Your goal
Take the entries below and print, exactly, the stretch from the line containing "Detect black and" through the line containing "Detect person's leg", both included.

Provided records

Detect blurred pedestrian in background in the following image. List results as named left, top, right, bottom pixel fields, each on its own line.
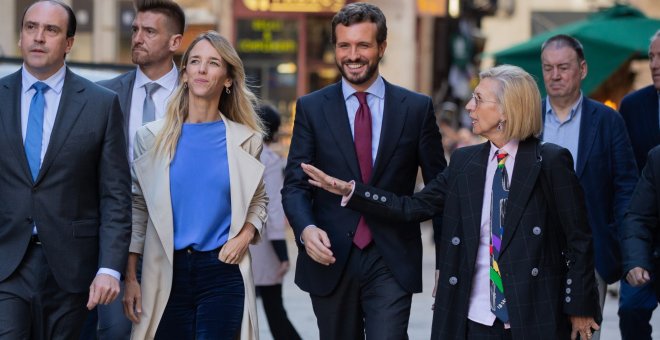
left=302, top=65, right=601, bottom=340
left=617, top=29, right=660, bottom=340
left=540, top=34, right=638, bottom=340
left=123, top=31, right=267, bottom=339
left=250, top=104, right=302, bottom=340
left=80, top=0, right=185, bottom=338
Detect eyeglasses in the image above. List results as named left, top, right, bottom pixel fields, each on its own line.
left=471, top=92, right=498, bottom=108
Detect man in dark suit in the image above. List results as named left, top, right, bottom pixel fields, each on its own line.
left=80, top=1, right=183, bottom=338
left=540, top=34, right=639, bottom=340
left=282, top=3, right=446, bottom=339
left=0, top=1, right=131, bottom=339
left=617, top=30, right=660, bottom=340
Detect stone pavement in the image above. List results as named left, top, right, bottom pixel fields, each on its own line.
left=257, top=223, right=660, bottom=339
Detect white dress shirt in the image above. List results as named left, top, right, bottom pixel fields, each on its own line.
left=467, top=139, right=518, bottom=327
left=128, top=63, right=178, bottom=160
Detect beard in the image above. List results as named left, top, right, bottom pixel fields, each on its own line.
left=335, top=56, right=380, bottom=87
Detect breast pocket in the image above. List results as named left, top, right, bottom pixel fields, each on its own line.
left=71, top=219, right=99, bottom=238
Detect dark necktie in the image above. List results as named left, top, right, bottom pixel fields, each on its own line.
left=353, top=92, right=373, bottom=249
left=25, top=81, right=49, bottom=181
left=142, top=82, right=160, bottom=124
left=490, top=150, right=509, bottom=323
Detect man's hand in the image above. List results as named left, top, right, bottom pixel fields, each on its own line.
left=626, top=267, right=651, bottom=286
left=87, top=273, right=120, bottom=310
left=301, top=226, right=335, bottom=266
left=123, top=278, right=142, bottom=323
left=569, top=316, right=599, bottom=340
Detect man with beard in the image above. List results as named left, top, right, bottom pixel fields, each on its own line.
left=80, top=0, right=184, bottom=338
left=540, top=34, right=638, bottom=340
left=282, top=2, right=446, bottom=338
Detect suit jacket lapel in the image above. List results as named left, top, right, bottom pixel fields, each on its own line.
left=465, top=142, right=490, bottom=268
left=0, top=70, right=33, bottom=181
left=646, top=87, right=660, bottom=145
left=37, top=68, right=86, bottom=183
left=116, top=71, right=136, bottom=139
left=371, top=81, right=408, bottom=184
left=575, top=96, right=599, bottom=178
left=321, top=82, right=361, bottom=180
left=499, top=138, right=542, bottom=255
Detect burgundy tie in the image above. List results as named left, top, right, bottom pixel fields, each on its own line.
* * *
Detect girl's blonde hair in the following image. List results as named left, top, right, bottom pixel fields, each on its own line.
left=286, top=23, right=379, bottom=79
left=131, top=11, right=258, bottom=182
...
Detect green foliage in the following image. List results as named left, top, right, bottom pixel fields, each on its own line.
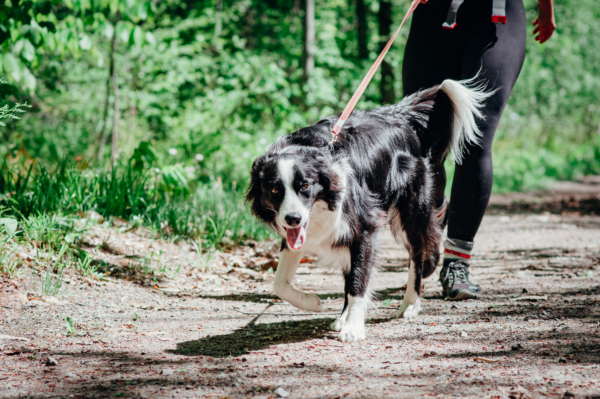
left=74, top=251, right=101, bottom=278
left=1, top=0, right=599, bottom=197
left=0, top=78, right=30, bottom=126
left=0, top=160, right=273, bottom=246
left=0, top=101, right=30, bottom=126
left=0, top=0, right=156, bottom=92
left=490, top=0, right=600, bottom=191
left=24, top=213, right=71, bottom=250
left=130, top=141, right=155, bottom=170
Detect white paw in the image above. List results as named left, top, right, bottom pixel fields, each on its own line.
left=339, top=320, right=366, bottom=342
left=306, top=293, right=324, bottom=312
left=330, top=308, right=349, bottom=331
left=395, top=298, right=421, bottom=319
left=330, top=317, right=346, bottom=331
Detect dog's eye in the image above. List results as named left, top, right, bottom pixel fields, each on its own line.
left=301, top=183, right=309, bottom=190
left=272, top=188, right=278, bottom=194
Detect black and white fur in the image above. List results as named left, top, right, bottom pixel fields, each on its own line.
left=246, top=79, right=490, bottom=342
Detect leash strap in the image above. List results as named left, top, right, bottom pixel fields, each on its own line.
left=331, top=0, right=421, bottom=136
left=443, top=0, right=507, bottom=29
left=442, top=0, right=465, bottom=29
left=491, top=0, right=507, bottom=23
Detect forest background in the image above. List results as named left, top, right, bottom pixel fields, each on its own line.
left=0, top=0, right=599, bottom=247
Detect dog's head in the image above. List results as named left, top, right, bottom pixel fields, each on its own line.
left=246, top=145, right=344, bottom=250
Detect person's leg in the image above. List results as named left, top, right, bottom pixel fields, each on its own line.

Answer section
Detect black and white fur in the image above. List results as named left, top, right, bottom pixel fields, each on its own line.
left=246, top=79, right=490, bottom=342
Detect leash strap in the image above. List results as named left, top, right, bottom pixel fields, each on its own line.
left=331, top=0, right=421, bottom=136
left=443, top=0, right=507, bottom=29
left=442, top=0, right=465, bottom=29
left=491, top=0, right=507, bottom=23
Detect forest background in the image above. List results as named left, top, right, bottom pixel fields, each on its own line.
left=0, top=0, right=599, bottom=247
Detect dog's head in the image above. List results as named left, top, right, bottom pixel fields, each on its own line.
left=246, top=145, right=344, bottom=250
Detect person's leg in the image above. List results as named left, top, right, bottom pixel fields, each on its own line.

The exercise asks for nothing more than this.